» **Exercise directions**: Restate the entries below without a single change.

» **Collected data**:
##############################
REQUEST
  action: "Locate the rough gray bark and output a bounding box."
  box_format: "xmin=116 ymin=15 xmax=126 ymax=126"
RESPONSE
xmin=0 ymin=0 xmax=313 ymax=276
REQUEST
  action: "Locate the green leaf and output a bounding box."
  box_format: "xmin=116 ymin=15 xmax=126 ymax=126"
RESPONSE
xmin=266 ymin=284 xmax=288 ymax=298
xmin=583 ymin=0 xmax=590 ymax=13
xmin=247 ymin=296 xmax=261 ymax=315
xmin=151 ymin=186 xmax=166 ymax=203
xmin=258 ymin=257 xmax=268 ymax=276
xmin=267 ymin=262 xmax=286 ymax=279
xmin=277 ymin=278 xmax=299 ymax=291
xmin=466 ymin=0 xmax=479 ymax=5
##############################
» **Written solution**:
REQUEST
  action: "Locate the rough gray bark and output a bounding box."
  box_format: "xmin=116 ymin=15 xmax=126 ymax=126"
RESPONSE
xmin=0 ymin=0 xmax=313 ymax=276
REQUEST
  action: "Locate the green leaf and output a bounding box."
  box_format: "xmin=116 ymin=15 xmax=126 ymax=126"
RESPONSE
xmin=266 ymin=284 xmax=288 ymax=298
xmin=583 ymin=0 xmax=590 ymax=13
xmin=247 ymin=296 xmax=261 ymax=315
xmin=151 ymin=186 xmax=166 ymax=203
xmin=258 ymin=257 xmax=268 ymax=276
xmin=267 ymin=262 xmax=286 ymax=279
xmin=277 ymin=278 xmax=299 ymax=291
xmin=466 ymin=0 xmax=479 ymax=5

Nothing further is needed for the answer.